§ Task to complete
Substitute "location" for every occurrence of "whereabouts" in the lines below. Leave everything else in them unchanged.

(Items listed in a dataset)
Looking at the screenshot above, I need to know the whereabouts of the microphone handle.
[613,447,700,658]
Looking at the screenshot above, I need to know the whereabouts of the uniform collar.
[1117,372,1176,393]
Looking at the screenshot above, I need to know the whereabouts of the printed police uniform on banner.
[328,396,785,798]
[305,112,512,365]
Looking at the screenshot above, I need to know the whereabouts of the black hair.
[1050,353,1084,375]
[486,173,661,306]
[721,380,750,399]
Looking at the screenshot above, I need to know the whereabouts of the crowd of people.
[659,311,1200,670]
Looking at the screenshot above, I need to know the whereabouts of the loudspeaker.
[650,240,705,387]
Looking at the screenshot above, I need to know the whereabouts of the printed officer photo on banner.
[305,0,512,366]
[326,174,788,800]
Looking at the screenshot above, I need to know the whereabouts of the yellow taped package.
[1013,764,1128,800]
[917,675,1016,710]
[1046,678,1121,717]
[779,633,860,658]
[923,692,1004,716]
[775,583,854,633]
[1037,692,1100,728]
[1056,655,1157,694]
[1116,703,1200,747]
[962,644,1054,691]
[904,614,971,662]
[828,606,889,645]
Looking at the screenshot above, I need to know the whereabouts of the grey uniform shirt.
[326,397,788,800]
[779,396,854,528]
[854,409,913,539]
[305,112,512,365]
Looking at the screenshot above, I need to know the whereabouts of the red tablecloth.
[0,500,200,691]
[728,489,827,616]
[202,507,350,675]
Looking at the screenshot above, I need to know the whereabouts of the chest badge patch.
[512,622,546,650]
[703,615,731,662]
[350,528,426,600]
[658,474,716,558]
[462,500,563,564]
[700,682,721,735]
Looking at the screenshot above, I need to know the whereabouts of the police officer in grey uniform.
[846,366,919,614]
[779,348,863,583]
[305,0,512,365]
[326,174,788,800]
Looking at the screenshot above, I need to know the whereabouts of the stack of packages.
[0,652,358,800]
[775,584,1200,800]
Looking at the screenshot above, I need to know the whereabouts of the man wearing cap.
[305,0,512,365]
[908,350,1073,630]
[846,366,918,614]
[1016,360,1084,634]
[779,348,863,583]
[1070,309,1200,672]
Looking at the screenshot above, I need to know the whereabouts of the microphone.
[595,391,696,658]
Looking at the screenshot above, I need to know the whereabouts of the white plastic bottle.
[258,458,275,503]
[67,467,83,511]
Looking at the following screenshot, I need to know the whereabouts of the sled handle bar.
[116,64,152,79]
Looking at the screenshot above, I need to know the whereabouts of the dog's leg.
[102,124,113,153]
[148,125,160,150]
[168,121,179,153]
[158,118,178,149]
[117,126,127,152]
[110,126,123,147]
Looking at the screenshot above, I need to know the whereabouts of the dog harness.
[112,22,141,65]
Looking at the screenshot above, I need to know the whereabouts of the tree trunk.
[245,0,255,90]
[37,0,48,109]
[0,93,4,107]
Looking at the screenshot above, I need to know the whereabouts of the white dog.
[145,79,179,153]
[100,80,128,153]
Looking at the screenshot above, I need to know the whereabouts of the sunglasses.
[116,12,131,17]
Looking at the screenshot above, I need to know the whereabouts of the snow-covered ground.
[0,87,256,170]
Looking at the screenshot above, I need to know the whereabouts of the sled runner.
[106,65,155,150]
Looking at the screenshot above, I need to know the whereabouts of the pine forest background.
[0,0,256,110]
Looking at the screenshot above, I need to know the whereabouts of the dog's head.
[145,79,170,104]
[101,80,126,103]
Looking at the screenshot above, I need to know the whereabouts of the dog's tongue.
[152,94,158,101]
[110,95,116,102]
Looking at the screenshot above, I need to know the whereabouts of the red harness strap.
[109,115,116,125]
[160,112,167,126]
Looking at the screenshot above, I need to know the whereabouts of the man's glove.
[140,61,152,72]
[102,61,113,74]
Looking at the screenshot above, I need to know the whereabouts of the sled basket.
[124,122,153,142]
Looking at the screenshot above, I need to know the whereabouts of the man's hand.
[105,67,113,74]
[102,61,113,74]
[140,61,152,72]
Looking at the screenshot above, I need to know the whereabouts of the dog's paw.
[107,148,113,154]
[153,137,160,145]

§ Task solution
Looking at the screenshot above, I need to know the location of the microphone handle.
[613,447,700,658]
Looking at the screenshot above, I need to know the location of the uniform collar.
[1117,372,1176,393]
Looking at the screenshot above, I need to know the location of the printed police uniform on banner.
[328,396,785,798]
[305,112,512,365]
Looking at the screenshot above, I need to know the location of the black hair.
[1050,353,1084,375]
[486,173,661,306]
[721,380,750,399]
Looking at the screenshot above, I need to know the location of the crowd of people.
[659,311,1200,670]
Looking at the screenshot above, I need to know the location of the loudspeaker.
[650,240,705,387]
Looking at the screenshot above, I need to know the location of the printed officer photo on banner.
[305,0,512,366]
[326,174,788,800]
Looking at the screenshot above, I need to know the location of the yellow taped package.
[1013,764,1128,800]
[917,675,1016,710]
[1046,678,1121,717]
[779,633,860,658]
[923,692,1004,716]
[775,583,854,633]
[1037,692,1100,728]
[1056,655,1157,694]
[1116,703,1200,747]
[962,644,1054,691]
[904,614,971,662]
[828,606,889,645]
Looking at the screenshot above, I need to know the location of the grey uniform shirt.
[326,397,788,800]
[779,396,854,528]
[854,409,913,539]
[305,112,512,365]
Looking at the screenshot above, I need to know the location of the red tablecloth.
[0,500,200,691]
[728,489,827,616]
[202,507,350,675]
Looking at the screenshot above, I need to know the location of the chest badge patch.
[512,622,546,650]
[703,615,731,662]
[350,528,426,600]
[658,474,716,558]
[462,500,563,564]
[700,682,721,735]
Looking at the screenshot above, I need to know the location of the police officer in grey uniform.
[846,366,919,614]
[779,348,863,583]
[305,0,512,365]
[326,174,788,800]
Looking at the screenshot above, I need to know the location of the stack of packages.
[0,652,358,800]
[775,584,1200,800]
Looking at the screenshot above, I need to know the location of the man wearing cap.
[305,0,512,365]
[908,350,1073,630]
[846,366,918,614]
[1016,360,1084,634]
[779,348,863,583]
[1070,309,1200,672]
Looking at the screenshot above, I need to know the location of the microphone.
[595,391,696,658]
Looking at the screenshot above, I need to know the location of the white plastic bottle.
[258,458,275,503]
[67,467,83,511]
Looking at the following screenshot, I need to know the location of the sled handle bar.
[116,64,152,79]
Looking at the screenshot above, I need to know the location of the dog's leg.
[102,124,113,153]
[148,125,160,150]
[168,121,179,153]
[158,118,178,149]
[117,126,127,152]
[110,126,123,147]
Looking at the screenshot above, I need to know the location of the dog harness.
[112,22,141,65]
Looking at the screenshot above, I need to know the location of the tree trunk.
[245,0,255,90]
[37,0,48,109]
[0,93,4,107]
Looking at the screenshot above, I need to know the location of the white dog.
[145,79,179,153]
[100,80,128,153]
Looking at the screenshot above, I need to know the location of the sunglasses.
[116,12,131,17]
Looking at the screenshot above, I need to know the location of the snow-covered ground.
[0,87,256,170]
Looking at the screenshot above, I need to know the location of the sled runner.
[106,65,155,150]
Looking at the screenshot above, I need to know the location of the pine forest background.
[0,0,256,110]
Looking at the screenshot above, I need to know the location of the dog's head.
[145,79,170,104]
[101,80,126,103]
Looking at the screenshot above, I need to know the location of the dog's tongue.
[152,94,158,101]
[110,95,116,102]
Looking at the screenshot above, I need to know the location of the red harness strap.
[109,115,116,125]
[160,112,167,126]
Looking at the screenshot above, I need to know the location of the man's glove.
[140,61,152,72]
[102,61,113,74]
Looking at the screenshot above, I need to know the location of the sled basket.
[124,122,153,142]
Looking at the screenshot above, I need to know the location of the man's hand.
[105,67,113,74]
[102,61,113,74]
[140,61,152,72]
Looking at the screenshot above, I need to know the location of the dog's paw.
[107,148,113,154]
[153,137,160,145]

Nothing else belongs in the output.